Please copy the email text on Manshonyaggers word for word, from "Geekery: Aldiss' Helliconia" to "survey its domain.".

+++ PASSAGE PROVIDED +++

I don't want to spoil the broth with more variations and details, but I am intrigued by the implications of the Manshonyagger's self-repair systems.  The analogy with a tree is very.... hmm, what's the word?  Provocative? Fascinating?  They would have a gnarled, twisted appearance, the friction of the ages would have smoothed their rough planes.  In addition to simple self-design and self-modification, they would have practiced a form of self-topiary...

Wikipedia has some images of bristlecone pines that would suggest the resulting look perhaps.

http://en.wikipedia.org/wiki/Bristlecone_pine

Geekery: Aldiss' Helliconia trilogy has animal-plant creatures called stungebags...

The attached image is of a typical pine, which I could imagine as an old m'yagger, like a dragon having slept for a millennium underground emerging once more to survey its domain.


From: pinlighter@btconnect.com
To: bidavids@hotmail.com; eira.sms@virgin.net; pinlighter@btconnect.com
Subject: Re: Night land : Sea of images: Section 3.
Date: Wed, 9 Feb 2011 15:59:47 +0000

ARMOUR and MANSHONYAGGERS

A few points
 
 
** the most beautiful machines human beings make are war machines.   This is comprehensible because war machines, like living things, are undergoing intense real-world selection and the unfunctional unbeautiful gets flensed away according to criteria which are absolute and objective.

+++ DATA EXTRACTS +++

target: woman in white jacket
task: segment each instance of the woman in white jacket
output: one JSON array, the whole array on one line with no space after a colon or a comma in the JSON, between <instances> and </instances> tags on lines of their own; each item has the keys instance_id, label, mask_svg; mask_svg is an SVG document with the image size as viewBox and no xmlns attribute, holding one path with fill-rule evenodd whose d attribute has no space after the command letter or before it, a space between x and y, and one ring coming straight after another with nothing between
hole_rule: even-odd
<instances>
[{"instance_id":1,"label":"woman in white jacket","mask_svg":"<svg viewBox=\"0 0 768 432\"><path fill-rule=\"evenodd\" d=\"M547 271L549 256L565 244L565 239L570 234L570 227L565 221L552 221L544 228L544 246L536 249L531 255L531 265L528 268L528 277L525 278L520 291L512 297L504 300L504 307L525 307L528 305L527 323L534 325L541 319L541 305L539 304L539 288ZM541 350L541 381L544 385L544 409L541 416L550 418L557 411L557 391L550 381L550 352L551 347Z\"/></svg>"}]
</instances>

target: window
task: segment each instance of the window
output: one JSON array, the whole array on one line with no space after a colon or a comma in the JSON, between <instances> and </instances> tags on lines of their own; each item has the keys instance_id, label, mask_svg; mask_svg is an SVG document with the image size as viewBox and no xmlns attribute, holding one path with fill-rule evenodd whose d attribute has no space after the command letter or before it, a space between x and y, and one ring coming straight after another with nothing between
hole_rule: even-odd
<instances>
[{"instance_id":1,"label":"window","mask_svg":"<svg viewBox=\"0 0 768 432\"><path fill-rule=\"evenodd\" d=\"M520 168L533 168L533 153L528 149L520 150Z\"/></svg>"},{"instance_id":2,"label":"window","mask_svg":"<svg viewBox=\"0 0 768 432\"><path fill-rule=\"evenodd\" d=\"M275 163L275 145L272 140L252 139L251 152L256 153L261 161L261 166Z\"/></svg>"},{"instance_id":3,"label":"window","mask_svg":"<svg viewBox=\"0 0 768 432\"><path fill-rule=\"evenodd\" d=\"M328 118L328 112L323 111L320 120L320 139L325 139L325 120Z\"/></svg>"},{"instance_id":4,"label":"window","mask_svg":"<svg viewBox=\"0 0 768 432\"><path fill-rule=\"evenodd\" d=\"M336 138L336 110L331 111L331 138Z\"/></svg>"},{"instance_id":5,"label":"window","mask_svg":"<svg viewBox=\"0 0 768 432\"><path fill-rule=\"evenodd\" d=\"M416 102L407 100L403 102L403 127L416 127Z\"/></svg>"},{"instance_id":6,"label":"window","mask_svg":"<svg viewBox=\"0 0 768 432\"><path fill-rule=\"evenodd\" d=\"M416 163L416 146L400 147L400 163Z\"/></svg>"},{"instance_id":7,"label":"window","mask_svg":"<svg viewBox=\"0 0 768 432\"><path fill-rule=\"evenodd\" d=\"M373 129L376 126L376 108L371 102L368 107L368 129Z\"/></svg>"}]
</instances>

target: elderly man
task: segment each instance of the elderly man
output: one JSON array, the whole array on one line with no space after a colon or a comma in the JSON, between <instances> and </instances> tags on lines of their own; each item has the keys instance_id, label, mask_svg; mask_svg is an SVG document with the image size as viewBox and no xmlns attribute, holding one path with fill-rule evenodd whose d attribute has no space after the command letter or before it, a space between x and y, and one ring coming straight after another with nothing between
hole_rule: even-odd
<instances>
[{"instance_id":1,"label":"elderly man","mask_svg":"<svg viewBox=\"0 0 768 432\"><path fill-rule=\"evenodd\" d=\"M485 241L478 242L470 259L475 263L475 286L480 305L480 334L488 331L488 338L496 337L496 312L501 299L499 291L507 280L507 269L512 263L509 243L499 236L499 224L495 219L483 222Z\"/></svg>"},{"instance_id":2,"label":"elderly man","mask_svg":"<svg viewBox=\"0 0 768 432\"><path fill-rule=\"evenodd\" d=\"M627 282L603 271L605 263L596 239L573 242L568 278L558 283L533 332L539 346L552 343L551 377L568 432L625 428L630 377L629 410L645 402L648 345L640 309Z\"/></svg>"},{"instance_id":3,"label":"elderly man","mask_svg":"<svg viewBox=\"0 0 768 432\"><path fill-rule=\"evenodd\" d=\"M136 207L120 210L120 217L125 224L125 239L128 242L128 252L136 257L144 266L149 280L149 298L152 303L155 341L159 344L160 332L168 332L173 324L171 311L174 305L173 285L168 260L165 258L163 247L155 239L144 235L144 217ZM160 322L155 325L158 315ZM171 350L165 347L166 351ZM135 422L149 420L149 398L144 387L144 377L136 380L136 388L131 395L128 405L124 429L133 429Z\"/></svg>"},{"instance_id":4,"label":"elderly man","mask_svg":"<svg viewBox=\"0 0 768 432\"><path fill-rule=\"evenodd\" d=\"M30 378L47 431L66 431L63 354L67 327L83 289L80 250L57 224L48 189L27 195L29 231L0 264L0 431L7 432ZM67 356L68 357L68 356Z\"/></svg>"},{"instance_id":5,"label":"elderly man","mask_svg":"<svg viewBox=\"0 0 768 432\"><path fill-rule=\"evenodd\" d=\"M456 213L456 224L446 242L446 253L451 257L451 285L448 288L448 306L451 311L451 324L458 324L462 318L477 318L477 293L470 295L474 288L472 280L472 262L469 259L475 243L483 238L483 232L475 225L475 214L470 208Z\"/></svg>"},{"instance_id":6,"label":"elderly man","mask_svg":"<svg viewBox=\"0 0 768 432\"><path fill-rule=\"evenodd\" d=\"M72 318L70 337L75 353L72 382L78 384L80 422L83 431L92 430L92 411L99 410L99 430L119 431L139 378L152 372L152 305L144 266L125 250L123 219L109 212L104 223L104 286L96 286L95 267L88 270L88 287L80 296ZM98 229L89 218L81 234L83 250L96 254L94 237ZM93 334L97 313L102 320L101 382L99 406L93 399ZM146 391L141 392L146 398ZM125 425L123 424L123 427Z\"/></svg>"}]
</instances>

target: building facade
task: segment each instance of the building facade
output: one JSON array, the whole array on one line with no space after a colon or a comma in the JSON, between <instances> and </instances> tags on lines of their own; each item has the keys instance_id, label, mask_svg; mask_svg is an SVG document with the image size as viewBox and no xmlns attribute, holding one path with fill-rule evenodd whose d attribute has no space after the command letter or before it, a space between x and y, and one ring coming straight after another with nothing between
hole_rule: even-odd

+++

**WRITTEN ANSWER:**
Geekery: Aldiss' Helliconia trilogy has animal-plant creatures called stungebags...

The attached image is of a typical pine, which I could imagine as an old m'yagger, like a dragon having slept for a millennium underground emerging once more to survey its domain.